Finally we want to thank all of you who have sent kind messages through out the year in response to one grousing or report of yet another obstacle we have encountered and reported to you.  It is our hope that through the newsletter that you get a feel of what everyday life is like on a small farm like ours.  Sure there are hard things that happen but majority of our work is calm and rewarding.  The good news is that after all that has happened this season (late freeze, drought, no blueberries or turkeys, poor and late spring crops) we have roared back and have had the best season we have ever had (as far as gross income).  That is a tribute to a resilient, sustainable farming system we have developed over the years, of which all of you are no small part, thank you again for your support!

Picture of the Week
Construction begins

3/26/09 Vol. 6 #1

The calendar says it’s time for us to start another market season and winter’s death grip on spring appears to be having it’s fingers pried off one by one, Punxsutawney Phil and Sir Walter Wally were right on with this forecast.  We are doing our best to ignore the fact that it is much colder than usual and continue to plant on schedule including the first tomatoes into the sliding tunnels today! It has been an interesting winter and while we have done quite a lot, the amazingly cold and sometimes very wet conditions have kept us inside more than normal and we feel very fat and sluggish coming out into spring.

Over the next few weeks I will give you more details of our winter adventures but the highlights include trips to Texas, Tennessee (twice), Pennsylvania, and last weekend to Georgia.  Last weekends now almost annual trip (for me) to the Georgia Organics conference was even better because I finally convinced Betsy to go with me which is the reason we were not at market last weekend for our traditional start.  There were a number of events surrounding the conference that were also enticing to Betsy, several Slow Food related things and we both were interested in a full day workshop on farm transition.  Farmer friends of ours hosted this all day session as they have just begun the process of transitioning their farm to a younger farmer.  While we are not quite yet ready to go there, we do need to begin thinking about what we will do with this place in the end so we are very interested in how it is working for others around the country.  As usual I also gave several workshops during the conference and the conference wrapped up with a grand banquet for 1200, held under a huge tent, capped by a keynote talk by Michael Pollan of “The Omnivore’s Dilemma” fame.

....

# WORK ITEM:
Answer these questions from the farm newsletter.
(a) Which two products did the farm go without this season?
(b) What was planted into the sliding tunnels on the day of writing?
(c) Who gave the keynote talk at the conference banquet?
The entries that follow bear no relation to the farm newsletter above.

Records from a data source
....

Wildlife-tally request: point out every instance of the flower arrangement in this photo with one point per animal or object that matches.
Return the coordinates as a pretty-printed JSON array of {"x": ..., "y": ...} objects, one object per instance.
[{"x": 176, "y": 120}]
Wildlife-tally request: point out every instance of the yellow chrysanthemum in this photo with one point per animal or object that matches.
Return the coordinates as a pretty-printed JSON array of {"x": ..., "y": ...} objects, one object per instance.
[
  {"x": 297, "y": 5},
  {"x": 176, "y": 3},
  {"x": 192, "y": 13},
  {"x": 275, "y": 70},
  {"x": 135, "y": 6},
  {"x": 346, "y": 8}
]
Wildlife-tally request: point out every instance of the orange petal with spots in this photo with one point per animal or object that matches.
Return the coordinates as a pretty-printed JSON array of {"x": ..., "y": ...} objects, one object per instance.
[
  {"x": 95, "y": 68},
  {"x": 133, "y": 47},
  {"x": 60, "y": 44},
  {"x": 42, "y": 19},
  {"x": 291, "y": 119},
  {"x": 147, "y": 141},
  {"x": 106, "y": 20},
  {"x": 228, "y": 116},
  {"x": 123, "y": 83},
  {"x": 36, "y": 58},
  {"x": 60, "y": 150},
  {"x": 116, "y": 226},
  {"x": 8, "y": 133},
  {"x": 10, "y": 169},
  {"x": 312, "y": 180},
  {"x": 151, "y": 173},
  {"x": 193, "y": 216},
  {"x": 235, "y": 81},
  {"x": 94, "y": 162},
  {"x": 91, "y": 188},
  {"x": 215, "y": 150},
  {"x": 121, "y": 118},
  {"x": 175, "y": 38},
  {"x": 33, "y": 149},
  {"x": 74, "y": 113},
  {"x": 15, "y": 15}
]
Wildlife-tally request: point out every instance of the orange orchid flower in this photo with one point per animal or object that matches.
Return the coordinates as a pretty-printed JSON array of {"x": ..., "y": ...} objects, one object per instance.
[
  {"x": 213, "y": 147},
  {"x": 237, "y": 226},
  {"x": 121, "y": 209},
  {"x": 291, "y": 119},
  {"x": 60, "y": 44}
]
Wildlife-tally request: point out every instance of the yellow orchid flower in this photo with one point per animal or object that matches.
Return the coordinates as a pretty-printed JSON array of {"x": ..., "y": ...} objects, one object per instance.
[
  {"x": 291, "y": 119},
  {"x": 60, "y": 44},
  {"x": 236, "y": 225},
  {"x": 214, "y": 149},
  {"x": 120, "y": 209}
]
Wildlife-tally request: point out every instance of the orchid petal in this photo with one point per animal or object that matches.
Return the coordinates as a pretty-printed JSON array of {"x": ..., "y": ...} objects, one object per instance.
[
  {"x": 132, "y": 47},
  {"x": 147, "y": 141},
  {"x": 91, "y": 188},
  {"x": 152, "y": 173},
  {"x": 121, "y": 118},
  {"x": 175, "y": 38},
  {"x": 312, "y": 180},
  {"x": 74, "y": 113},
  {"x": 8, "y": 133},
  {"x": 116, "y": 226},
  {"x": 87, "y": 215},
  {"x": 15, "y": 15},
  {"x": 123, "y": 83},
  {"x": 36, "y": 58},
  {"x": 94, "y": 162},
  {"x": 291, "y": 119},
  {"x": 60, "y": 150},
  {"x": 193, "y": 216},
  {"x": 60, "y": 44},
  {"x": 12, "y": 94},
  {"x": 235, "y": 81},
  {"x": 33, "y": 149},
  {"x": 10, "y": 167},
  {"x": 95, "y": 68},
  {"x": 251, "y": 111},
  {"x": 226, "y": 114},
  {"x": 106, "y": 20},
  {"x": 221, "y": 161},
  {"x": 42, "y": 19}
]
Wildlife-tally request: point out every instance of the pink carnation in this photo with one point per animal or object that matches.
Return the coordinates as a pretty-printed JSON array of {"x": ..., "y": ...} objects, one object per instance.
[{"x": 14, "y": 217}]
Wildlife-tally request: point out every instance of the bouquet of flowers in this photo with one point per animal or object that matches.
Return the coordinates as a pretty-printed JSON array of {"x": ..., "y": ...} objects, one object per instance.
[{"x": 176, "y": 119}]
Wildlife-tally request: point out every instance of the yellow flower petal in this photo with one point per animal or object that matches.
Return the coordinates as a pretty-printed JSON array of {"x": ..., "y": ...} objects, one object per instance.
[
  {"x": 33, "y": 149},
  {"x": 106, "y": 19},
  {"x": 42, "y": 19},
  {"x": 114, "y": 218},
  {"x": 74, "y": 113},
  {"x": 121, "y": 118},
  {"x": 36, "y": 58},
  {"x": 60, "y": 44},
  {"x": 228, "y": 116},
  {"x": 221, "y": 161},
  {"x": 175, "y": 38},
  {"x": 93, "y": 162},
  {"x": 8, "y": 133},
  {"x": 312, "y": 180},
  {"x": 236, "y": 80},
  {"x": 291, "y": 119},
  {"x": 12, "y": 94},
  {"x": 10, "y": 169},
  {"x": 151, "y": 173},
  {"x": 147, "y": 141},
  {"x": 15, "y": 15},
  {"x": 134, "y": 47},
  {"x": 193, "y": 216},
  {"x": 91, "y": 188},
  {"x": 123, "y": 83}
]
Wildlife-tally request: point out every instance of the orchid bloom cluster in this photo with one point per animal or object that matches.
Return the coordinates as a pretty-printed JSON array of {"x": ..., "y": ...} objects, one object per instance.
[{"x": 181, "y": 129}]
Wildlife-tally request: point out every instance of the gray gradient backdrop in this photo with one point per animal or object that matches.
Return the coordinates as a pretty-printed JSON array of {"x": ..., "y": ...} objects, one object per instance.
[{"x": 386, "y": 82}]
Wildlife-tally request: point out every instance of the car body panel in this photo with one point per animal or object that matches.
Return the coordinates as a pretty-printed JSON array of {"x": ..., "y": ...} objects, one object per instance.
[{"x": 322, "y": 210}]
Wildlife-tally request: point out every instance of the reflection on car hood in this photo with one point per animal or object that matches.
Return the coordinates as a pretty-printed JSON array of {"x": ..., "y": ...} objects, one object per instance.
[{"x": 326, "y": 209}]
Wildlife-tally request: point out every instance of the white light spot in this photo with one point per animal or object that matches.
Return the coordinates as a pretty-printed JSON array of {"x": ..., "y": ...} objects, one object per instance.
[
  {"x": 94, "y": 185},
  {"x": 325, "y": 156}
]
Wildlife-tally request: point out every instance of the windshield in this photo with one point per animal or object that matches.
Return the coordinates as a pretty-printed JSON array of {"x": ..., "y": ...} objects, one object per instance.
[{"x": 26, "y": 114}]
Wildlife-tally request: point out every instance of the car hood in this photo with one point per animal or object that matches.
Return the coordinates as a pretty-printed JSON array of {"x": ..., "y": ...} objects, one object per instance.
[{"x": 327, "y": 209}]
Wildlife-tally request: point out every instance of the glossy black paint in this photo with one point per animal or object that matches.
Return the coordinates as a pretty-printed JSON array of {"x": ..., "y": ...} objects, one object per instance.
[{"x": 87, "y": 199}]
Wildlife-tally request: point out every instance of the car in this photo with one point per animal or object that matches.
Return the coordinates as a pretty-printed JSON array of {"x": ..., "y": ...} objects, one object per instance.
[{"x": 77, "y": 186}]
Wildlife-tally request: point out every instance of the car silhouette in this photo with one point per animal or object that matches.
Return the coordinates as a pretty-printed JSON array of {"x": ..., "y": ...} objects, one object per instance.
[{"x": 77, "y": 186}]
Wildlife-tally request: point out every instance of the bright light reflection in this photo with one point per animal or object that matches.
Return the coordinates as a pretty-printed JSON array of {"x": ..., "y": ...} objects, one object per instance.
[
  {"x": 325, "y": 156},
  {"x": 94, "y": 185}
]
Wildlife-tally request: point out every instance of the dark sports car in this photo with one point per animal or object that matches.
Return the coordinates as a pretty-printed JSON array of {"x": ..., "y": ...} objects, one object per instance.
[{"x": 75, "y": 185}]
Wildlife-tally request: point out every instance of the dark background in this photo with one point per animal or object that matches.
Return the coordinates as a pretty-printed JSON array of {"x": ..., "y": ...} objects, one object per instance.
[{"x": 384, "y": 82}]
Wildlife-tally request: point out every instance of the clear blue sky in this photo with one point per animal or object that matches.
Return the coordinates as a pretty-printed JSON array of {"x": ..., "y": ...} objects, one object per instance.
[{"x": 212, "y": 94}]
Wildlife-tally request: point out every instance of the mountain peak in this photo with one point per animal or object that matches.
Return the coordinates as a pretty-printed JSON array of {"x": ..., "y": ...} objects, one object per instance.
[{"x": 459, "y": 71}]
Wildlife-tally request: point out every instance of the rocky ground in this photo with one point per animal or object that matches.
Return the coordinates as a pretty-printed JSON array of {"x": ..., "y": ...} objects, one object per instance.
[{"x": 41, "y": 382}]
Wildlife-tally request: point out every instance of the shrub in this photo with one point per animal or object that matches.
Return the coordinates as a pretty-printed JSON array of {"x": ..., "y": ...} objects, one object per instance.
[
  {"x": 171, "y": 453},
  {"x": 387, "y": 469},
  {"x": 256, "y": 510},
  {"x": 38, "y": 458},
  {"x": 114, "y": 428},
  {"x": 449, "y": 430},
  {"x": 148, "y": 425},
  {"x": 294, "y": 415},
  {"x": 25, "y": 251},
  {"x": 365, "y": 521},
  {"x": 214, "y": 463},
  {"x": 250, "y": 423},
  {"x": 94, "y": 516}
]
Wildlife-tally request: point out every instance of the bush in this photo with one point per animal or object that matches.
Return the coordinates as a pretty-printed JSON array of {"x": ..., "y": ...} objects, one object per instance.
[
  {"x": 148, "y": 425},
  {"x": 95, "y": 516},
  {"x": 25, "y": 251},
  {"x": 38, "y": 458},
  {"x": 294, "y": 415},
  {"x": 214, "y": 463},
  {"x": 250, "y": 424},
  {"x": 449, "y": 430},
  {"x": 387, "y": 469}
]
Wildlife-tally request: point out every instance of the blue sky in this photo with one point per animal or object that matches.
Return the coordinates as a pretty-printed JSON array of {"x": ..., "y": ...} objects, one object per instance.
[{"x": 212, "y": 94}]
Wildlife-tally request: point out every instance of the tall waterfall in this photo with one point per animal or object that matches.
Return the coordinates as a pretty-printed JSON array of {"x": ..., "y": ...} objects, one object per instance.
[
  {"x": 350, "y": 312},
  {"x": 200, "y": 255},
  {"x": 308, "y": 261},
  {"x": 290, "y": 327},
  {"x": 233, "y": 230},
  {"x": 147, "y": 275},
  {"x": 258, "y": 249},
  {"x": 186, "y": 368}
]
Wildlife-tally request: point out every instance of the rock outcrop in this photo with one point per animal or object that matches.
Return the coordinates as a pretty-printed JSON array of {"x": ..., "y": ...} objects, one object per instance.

....

# ANSWER TO THIS EXERCISE:
(a) Blueberries and turkeys.
(b) The first tomatoes.
(c) Michael Pollan.